## READING TEXT
------------------------

Silicon Carbide Biotechnology
A Biocompatible Semiconductor for Advanced Biomedical Devices and Applications
- Stephen Saddow, Ph.D, Department of Electrical Engineering, College of Engineering and Department of Molecular Pharmacology and Physiology, College of Medicine, University of South Florida, Tampa, USA
Silicon Carbide (SiC) is a wide-band-gap semiconductor biocompatible material that has the potential to advance advanced biomedical applications. SiC devices offer higher power densities and lower energy losses, enabling lighter, more compact and higher efficiency products for biocompatible and long-term in vivo applications ranging from heart stent coatings and bone implant scaffolds to neurological implants and sensors.
The main problem facing the medical community today is the lack of biocompatible materials that are also capable of electronic operation. Such devices are currently implemented using silicon technology, which either has to be hermetically sealed so it cannot interact with the body or the material is only stable in vivo for short periods of time.
For long term use (permanent implanted devices such as glucose sensors, brain-machine-interface devices, smart bone and organ implants) a more robust material that the body does not recognize and reject as a foreign (i.e., not organic) material is needed. Silicon Carbide has been proven to be just such a material and will open up a whole new host of fields by allowing the development of advanced biomedical devices never before possible for long-term use in vivo.

------------------------

## DATA FOR REVIEW

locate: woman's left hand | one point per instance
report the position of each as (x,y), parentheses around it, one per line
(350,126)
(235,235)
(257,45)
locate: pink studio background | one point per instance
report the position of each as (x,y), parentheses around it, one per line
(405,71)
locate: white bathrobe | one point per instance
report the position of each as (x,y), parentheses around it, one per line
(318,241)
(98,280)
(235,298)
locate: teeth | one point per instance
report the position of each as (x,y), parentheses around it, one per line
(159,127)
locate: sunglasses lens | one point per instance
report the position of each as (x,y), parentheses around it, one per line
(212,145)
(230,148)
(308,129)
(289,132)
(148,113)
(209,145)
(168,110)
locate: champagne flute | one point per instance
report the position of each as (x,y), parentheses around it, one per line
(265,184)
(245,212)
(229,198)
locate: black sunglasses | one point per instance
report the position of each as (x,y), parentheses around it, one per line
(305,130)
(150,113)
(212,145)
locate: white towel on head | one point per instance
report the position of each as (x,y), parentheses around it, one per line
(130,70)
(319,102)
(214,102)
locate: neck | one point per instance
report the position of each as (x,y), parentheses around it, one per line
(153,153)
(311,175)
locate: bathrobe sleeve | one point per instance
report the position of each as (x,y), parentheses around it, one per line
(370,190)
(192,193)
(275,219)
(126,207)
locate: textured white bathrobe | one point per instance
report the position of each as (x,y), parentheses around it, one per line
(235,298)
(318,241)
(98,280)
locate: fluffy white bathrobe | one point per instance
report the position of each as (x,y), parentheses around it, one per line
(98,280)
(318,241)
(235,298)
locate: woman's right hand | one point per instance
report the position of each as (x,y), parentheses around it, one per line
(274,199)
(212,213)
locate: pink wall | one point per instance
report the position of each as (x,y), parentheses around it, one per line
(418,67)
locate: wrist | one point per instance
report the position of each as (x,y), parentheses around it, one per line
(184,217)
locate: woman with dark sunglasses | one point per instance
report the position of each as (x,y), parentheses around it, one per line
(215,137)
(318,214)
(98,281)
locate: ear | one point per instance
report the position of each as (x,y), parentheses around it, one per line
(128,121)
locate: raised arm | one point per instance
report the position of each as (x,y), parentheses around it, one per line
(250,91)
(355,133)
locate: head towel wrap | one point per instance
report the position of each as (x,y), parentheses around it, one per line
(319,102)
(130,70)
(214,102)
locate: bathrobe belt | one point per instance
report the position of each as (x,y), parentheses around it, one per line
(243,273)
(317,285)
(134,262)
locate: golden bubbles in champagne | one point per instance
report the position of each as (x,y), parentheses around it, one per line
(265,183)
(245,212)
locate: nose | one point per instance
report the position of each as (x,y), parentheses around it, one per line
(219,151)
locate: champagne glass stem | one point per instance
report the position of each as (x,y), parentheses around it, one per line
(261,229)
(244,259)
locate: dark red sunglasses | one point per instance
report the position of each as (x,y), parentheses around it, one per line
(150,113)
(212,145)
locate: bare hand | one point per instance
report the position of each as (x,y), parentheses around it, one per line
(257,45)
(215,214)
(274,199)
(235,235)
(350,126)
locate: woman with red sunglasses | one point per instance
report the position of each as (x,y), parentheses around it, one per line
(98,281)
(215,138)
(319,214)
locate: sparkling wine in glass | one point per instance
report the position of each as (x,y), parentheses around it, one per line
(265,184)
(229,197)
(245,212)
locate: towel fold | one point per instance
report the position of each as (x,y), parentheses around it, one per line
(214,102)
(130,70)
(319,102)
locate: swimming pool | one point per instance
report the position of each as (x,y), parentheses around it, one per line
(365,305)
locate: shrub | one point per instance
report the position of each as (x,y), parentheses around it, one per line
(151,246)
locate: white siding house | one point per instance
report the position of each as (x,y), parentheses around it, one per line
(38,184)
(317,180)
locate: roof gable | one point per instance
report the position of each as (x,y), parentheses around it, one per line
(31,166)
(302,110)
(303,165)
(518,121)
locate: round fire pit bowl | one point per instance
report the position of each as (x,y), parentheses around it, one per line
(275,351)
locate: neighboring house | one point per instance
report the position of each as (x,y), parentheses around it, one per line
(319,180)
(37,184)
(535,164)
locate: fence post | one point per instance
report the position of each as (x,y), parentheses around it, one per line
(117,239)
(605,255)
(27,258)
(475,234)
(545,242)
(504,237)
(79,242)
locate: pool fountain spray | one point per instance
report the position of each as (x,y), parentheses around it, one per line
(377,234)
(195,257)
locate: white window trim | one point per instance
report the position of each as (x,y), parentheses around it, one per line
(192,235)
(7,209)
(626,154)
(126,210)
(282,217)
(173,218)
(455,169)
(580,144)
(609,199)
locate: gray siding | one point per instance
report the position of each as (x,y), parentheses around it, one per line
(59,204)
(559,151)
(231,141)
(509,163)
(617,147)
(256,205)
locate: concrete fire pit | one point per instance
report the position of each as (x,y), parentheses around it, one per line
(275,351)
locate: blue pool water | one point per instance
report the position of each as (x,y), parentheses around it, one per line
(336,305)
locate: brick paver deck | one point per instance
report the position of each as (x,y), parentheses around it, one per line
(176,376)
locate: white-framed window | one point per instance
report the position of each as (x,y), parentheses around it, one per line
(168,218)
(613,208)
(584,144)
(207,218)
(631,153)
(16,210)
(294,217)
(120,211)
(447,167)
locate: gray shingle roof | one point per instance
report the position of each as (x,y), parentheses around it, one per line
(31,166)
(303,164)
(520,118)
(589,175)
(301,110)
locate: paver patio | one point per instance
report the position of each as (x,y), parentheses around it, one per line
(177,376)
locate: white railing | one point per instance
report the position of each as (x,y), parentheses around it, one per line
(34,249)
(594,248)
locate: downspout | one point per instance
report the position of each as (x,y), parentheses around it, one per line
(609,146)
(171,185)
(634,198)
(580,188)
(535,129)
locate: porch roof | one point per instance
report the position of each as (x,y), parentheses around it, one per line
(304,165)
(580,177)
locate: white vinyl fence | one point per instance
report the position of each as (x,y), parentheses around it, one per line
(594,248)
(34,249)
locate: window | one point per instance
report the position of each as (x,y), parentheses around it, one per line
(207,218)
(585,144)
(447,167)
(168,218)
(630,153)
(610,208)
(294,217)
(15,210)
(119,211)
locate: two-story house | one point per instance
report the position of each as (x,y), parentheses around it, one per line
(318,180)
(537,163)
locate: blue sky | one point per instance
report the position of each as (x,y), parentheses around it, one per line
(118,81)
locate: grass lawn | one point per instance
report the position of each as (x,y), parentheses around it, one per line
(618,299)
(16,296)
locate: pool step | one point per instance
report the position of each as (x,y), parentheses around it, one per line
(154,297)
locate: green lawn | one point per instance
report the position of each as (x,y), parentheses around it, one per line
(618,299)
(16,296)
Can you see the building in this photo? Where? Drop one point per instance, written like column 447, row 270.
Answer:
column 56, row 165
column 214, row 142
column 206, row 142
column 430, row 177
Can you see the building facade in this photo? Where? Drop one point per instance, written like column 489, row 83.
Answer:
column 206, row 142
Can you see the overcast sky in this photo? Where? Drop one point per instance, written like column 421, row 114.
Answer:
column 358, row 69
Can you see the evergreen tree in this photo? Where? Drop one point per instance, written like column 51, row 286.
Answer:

------------------------

## WORK TO COMPLETE
1) From the silicon carbide text, list the applications named in the sentence that begins "SiC devices offer higher power densities".
2) According to the silicon carbide text, what must be done to silicon devices so that they cannot interact with the body?
3) Pick up the silicon carbide text after its final sentence and keep writing it.

## RESPONSES IN ORDER
1) heart stent coatings, bone implant scaffolds, neurological implants, sensors

2) They have to be hermetically sealed.

3)
This book not only provides the materials and biomedical engineering communities with a seminal reference book on SiC that they can use to further develop the technology, it also provides a technology resource for medical doctors and practitioners who are hungry to identify and implement advanced engineering solutions to their everyday medical problems that currently lack long term, cost effective solutions.
Biomedical engineers, biochemists, device professionals and related medical specialists searching for a robust biomedical option for implantation with semiconductor effects in terms of selection of SiC materials / sensors / devices / implants for either further research and development and for further product exploitation.